▶ [WHAT YOU WILL DO] Begin at the line containing "rock wall in the photo above." in the data below and go on through the line containing "white rope in the photo above.", repeating each line exactly; include both ends and no other line.

▶ [THE DATA]
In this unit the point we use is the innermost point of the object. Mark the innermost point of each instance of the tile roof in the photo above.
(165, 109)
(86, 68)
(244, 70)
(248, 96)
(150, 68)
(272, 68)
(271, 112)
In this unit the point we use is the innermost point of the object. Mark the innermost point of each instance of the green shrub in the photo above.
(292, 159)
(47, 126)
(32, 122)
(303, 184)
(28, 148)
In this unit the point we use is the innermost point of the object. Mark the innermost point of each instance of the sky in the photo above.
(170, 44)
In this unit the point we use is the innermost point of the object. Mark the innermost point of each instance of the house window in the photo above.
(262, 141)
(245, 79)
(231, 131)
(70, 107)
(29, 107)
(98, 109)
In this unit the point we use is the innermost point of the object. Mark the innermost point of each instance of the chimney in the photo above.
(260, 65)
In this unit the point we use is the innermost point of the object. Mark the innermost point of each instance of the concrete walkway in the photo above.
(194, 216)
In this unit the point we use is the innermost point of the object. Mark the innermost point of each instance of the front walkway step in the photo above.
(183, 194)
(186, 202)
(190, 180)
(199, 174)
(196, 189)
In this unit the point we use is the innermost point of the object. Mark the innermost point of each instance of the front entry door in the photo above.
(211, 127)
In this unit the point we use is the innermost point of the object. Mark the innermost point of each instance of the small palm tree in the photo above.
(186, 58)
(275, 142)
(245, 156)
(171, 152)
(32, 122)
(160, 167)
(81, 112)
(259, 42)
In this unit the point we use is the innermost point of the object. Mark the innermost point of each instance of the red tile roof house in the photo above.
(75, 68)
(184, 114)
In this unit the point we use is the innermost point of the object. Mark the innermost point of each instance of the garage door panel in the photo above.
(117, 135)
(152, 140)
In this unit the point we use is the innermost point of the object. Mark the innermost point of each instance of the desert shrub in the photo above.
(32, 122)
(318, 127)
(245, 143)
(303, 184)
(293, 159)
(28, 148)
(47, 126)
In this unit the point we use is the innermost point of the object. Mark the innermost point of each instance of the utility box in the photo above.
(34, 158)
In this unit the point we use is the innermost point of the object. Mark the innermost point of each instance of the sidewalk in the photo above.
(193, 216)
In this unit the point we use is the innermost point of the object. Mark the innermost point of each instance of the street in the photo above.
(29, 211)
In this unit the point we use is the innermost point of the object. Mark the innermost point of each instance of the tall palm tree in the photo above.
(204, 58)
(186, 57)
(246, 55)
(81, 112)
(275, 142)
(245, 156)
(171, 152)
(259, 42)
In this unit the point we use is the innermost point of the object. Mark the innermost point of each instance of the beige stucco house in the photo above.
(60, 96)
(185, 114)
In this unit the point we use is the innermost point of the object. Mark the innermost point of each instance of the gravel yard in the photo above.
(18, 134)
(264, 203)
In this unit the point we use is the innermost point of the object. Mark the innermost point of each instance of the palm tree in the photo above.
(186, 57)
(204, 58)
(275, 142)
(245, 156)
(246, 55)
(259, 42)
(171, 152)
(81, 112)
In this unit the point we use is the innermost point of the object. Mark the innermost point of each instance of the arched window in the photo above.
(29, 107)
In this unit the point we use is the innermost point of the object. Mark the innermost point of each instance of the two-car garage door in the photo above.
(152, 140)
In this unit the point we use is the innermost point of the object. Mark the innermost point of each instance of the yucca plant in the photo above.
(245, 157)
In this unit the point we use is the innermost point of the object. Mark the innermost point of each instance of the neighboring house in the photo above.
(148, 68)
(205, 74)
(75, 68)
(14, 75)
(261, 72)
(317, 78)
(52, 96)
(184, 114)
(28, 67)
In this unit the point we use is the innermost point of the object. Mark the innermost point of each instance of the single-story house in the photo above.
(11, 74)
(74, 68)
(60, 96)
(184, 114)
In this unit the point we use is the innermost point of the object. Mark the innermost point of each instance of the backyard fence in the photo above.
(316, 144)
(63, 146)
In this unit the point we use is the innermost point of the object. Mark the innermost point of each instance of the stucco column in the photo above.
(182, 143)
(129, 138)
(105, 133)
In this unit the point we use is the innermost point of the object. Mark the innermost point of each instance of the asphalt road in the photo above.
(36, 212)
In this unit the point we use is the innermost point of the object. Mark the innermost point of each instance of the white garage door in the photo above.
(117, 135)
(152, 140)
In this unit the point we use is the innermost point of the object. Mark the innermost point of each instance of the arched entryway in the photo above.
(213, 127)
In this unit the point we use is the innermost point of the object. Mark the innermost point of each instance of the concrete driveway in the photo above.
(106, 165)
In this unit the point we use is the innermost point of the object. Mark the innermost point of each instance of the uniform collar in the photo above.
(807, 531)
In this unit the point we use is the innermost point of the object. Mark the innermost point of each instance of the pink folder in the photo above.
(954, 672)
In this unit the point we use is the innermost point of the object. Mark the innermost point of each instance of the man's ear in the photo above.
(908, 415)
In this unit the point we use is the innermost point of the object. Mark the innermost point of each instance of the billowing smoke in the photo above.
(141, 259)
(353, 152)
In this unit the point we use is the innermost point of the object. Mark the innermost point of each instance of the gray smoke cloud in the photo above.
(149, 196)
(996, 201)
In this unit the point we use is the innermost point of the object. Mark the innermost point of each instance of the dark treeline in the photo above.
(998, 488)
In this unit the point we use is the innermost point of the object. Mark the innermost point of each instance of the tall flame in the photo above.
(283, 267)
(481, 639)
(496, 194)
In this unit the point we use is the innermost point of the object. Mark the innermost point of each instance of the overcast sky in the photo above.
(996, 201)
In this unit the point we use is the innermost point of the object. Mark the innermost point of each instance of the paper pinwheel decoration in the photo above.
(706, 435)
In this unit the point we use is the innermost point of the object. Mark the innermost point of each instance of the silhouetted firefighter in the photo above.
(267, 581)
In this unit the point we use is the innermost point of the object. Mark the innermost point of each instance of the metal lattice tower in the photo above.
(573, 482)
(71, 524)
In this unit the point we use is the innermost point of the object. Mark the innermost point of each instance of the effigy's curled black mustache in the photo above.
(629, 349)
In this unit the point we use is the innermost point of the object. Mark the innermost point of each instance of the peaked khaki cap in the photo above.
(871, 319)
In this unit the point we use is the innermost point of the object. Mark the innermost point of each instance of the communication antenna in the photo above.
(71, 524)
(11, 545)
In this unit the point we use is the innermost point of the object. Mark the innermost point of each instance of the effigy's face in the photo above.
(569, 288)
* * *
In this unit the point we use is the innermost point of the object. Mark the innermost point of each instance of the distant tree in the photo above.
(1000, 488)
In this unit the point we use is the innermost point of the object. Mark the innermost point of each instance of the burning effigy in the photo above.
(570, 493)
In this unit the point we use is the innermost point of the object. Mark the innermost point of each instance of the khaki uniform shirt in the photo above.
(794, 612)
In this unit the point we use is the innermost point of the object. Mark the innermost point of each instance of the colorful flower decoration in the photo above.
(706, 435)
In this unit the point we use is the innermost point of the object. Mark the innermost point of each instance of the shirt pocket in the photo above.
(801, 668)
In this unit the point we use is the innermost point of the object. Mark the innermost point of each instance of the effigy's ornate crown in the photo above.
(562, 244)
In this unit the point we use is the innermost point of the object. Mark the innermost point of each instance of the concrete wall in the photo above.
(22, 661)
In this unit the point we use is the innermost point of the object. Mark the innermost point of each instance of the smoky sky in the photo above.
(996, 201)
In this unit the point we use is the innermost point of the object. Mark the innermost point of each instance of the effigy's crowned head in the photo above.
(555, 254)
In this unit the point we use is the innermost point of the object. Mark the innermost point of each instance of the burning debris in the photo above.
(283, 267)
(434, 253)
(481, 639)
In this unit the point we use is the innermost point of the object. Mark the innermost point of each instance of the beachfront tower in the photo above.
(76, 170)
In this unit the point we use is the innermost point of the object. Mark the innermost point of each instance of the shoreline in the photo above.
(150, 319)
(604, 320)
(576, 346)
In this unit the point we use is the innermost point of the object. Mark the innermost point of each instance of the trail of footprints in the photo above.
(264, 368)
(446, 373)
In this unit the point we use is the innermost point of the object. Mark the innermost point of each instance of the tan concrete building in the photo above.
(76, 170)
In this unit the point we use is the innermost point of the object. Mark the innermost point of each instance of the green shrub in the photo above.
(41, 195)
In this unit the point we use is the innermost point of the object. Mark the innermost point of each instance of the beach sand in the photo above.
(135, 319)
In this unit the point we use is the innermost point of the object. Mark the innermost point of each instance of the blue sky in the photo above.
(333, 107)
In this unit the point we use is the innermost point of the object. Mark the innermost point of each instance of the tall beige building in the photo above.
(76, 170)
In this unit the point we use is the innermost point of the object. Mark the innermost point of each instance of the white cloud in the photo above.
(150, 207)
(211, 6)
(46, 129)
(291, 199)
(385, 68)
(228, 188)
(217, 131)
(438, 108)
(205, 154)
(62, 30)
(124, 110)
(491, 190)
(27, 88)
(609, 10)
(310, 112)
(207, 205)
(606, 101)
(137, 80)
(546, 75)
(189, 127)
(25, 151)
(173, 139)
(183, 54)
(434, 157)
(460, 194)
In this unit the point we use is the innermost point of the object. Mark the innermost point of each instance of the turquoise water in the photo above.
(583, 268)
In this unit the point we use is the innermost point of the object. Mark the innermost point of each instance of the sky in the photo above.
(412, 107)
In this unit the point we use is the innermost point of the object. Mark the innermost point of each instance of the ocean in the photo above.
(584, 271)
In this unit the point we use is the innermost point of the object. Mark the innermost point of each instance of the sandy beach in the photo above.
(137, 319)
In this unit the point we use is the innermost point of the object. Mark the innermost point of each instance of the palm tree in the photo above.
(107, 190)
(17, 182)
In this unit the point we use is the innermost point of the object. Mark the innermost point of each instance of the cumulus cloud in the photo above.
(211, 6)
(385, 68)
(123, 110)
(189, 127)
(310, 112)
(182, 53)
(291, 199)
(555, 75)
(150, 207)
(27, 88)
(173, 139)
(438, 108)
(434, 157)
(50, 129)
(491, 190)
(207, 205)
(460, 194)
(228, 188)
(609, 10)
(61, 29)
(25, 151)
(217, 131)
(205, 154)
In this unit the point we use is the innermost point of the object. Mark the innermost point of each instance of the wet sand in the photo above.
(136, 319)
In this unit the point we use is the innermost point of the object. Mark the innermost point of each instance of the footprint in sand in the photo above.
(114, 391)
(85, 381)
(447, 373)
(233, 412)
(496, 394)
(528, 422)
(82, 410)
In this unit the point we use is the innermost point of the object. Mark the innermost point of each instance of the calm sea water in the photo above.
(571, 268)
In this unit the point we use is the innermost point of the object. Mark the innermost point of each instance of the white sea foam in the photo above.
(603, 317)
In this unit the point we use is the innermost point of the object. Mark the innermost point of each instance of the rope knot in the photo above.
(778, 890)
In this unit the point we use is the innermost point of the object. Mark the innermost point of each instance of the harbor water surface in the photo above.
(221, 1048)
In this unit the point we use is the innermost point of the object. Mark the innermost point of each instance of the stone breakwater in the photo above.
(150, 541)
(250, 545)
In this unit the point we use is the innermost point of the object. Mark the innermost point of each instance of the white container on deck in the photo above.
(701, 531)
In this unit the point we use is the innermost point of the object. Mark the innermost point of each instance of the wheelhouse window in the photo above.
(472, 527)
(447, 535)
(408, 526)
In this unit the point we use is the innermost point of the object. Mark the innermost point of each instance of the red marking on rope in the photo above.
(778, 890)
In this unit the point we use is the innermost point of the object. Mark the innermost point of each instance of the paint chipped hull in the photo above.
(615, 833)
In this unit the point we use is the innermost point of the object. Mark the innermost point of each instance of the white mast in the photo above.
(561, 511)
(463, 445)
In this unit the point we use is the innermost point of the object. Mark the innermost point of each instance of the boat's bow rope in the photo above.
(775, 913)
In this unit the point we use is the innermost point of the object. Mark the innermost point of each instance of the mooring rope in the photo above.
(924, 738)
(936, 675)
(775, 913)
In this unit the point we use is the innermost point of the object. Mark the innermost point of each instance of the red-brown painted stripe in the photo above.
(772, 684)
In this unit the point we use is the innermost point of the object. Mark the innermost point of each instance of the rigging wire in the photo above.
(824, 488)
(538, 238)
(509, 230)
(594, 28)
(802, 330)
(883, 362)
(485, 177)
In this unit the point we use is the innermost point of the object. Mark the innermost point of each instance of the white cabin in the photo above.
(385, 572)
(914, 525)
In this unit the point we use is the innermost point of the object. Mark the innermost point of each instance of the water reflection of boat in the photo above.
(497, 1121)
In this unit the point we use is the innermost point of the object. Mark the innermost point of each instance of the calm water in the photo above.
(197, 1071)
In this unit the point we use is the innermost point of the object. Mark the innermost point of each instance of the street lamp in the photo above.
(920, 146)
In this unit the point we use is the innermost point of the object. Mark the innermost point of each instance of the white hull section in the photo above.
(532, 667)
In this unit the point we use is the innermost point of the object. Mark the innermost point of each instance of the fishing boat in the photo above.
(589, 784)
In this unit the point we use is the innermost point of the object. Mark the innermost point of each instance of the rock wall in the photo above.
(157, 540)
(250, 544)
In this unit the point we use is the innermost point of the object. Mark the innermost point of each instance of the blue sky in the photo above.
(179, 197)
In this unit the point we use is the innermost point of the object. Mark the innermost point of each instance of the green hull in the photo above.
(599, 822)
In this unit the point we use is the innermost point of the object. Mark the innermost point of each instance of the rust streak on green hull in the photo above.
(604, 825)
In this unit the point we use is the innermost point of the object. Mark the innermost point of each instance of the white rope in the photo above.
* * *
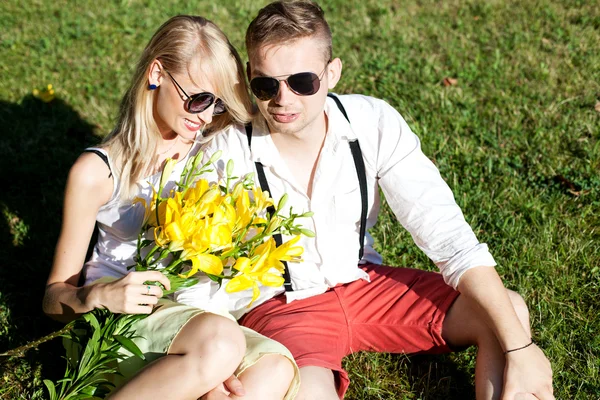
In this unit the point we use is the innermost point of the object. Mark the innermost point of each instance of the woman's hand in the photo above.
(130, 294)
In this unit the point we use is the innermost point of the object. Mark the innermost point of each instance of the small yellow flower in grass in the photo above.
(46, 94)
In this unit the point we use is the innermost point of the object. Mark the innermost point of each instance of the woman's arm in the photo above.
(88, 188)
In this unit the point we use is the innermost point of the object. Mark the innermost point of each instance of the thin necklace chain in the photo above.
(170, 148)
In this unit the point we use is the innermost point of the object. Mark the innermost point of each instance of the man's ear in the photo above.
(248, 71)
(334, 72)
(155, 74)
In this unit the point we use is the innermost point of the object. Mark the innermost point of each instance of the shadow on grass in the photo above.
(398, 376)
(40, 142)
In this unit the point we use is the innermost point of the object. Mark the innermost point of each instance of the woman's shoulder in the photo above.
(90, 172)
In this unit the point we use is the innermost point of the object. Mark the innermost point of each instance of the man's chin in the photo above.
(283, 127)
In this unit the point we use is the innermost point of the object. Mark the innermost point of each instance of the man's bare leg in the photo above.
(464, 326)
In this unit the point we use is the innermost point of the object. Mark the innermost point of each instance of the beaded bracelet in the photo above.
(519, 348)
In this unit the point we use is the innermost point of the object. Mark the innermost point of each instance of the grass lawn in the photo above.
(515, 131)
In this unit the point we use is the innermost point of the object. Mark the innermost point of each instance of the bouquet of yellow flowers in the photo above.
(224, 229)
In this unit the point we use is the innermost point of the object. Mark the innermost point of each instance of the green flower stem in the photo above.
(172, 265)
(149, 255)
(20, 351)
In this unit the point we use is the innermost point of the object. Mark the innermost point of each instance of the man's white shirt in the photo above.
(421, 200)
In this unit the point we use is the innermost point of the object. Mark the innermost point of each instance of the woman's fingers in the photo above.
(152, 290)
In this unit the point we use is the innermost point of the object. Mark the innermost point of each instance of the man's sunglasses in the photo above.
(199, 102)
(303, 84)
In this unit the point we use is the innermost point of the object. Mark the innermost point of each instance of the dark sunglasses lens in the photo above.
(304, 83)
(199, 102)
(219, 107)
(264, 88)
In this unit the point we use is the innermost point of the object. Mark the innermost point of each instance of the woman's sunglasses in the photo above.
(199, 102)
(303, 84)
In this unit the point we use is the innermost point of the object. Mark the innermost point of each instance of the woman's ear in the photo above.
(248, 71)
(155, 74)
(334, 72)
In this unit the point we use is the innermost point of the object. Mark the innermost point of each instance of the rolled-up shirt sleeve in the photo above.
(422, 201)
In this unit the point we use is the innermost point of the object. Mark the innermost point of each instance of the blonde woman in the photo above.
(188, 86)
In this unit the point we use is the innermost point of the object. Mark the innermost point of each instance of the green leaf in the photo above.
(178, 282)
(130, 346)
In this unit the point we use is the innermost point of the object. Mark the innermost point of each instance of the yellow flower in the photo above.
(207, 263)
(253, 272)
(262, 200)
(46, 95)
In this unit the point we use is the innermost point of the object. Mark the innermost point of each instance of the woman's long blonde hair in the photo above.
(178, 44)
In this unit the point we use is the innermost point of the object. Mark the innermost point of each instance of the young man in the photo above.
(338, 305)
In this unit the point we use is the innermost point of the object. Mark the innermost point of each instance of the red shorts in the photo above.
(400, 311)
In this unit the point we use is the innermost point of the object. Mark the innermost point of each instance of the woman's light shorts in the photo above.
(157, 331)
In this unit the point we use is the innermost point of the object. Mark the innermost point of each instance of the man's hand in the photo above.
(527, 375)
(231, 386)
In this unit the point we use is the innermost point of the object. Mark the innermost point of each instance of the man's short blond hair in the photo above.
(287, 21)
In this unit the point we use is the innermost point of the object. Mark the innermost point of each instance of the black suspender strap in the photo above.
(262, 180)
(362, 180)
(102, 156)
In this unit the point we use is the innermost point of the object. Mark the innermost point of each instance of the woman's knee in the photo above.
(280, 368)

▶ [FINAL ANSWER]
In this unit the point we use is the innermost point of the object. Mark the innermost point of each instance of the rock wall in the photo above.
(157, 540)
(250, 544)
In this unit the point we use is the innermost point of the object. Mark the innermost point of each instance of the blue sky in the photo above.
(179, 197)
In this unit the point we use is the innermost point of the object. Mark the innermost point of each instance of the green hull in the photo above.
(599, 822)
In this unit the point we use is the innermost point of the object. Mark the innermost point of each instance of the rust streak on green hull in the photo above.
(604, 825)
In this unit the point we use is the innermost point of the object. Mark the innermost point of each instance of the white rope in the photo above.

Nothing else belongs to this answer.